Por favor, transcribe sin cambios el fragmento del texto proporcionado que empieza en "Es cierto que" y termina en "de Buenos Aires.".

--- Texto proporcionado ---
◆ ◆ ◆

Es cierto que abundaba un recelo clasista poco disimulado en las críticas. Le cuestionaban que escribía como hablaba y que no manejaba cuestiones básicas de gramática. “Se dice de mí que escribo mal. Es posible. De cualquier manera, no tendría dificultad en citar a numerosa gente que escribe bien y a quienes únicamente leen correctos miembros de su familia”, les respondió. Esa declaración es más razonable para un hombre que llegó a ser posiblemente el periodista más famoso de Buenos Aires.
Un hombre que se hace a sí mismo
La insatisfacción es una característica permanente en toda su vida. Tuvo una pésima relación con su padre. Desde muy chico lo castigó con dureza y crueldad, no le dirigió la palabra durante tres años y lo echó del hogar familiar cuando Roberto tenía 16. Deambuló por diversos oficios, le gustaba recordar que en todos lo despedían “por inútil”.

◆ ◆ ◆

--- Contenido de registros ---
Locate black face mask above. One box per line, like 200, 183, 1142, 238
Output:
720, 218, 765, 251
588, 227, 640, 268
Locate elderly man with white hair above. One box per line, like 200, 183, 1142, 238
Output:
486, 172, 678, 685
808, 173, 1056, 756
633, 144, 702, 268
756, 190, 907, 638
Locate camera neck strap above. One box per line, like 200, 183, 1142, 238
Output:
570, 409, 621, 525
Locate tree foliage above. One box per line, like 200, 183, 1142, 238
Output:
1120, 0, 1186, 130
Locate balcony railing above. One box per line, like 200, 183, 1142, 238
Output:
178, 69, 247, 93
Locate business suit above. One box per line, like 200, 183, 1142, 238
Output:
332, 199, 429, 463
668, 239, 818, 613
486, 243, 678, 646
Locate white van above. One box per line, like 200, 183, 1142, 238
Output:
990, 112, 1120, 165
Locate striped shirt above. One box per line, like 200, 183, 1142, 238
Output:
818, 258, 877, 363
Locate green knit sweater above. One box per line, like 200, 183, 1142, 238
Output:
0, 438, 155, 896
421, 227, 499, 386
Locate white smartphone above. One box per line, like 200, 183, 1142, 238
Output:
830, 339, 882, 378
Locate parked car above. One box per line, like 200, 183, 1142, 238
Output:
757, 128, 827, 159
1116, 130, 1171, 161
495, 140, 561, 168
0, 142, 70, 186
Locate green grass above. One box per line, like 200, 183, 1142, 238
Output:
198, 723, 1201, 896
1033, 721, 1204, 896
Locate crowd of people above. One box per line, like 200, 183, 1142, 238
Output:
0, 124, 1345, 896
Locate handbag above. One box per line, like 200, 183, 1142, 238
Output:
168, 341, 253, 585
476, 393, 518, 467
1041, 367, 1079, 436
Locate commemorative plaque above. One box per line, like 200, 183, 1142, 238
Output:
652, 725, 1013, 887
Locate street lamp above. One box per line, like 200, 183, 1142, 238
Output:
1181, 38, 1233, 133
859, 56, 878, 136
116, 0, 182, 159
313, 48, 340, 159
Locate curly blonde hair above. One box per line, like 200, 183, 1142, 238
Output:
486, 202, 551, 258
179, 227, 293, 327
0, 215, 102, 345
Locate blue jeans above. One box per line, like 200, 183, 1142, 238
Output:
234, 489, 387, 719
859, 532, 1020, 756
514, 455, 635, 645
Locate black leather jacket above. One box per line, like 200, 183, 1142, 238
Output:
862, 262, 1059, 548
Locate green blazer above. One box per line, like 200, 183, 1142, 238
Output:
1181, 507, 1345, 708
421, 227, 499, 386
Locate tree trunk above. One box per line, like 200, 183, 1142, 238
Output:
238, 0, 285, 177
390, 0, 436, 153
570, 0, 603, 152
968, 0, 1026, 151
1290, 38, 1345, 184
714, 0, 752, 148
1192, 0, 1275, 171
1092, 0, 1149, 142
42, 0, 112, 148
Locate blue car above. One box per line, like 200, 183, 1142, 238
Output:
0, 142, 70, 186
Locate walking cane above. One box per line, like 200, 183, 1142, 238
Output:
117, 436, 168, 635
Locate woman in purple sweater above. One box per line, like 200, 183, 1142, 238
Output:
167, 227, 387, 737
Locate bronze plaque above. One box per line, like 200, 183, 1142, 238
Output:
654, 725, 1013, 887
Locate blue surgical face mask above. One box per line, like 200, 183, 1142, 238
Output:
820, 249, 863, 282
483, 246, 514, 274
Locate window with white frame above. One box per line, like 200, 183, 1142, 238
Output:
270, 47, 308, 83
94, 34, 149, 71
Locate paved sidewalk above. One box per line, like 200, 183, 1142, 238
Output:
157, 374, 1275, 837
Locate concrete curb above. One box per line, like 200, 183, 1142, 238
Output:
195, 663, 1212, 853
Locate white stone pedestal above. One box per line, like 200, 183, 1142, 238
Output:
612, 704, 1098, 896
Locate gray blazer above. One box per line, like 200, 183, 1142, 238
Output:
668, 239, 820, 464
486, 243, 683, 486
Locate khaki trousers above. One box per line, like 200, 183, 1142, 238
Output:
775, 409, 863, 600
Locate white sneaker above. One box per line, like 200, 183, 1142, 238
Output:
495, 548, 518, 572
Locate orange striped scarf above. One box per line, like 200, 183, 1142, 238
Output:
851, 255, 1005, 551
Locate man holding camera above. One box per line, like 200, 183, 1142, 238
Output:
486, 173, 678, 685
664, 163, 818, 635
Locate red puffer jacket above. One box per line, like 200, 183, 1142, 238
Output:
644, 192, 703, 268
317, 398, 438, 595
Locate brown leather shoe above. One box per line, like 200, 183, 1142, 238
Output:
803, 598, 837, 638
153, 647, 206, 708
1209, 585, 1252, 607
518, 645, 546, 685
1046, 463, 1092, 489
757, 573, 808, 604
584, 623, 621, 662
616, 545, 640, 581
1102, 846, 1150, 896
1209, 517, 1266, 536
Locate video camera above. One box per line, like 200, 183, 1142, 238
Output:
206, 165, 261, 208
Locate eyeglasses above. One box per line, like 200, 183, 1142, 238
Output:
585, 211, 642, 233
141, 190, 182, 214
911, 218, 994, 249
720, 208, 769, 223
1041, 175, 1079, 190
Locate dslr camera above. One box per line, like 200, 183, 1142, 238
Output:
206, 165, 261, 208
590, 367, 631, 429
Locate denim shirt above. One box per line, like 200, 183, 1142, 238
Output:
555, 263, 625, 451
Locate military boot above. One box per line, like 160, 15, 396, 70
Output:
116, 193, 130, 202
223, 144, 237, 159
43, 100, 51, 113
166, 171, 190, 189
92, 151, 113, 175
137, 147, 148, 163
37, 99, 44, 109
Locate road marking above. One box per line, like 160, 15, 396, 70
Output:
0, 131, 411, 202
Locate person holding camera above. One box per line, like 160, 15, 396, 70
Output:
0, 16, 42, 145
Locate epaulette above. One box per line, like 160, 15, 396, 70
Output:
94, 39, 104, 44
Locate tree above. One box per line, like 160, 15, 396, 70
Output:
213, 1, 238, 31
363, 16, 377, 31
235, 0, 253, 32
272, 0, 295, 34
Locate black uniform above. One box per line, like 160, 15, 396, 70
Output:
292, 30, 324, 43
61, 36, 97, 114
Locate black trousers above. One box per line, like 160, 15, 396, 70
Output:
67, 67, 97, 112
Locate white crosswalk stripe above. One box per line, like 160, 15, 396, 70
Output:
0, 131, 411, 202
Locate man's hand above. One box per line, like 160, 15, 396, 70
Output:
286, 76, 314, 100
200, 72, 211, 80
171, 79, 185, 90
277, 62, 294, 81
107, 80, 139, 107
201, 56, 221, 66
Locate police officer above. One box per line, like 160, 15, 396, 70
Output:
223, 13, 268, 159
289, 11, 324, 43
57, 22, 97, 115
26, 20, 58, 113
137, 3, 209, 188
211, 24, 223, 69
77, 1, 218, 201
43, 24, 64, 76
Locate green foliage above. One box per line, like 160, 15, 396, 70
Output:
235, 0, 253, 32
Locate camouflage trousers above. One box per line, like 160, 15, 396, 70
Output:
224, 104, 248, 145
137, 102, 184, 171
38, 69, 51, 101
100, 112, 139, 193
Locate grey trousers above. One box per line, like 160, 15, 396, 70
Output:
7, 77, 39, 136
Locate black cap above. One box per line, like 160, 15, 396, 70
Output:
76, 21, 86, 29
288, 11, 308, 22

◆ ◆ ◆

--- Espacio de respuesta ---
Es cierto que abundaba un recelo clasista poco disimulado en las críticas. Le cuestionaban que escribía como hablaba y que no manejaba cuestiones básicas de gramática. “Se dice de mí que escribo mal. Es posible. De cualquier manera, no tendría dificultad en citar a numerosa gente que escribe bien y a quienes únicamente leen correctos miembros de su familia”, les respondió. Esa declaración es más razonable para un hombre que llegó a ser posiblemente el periodista más famoso de Buenos Aires.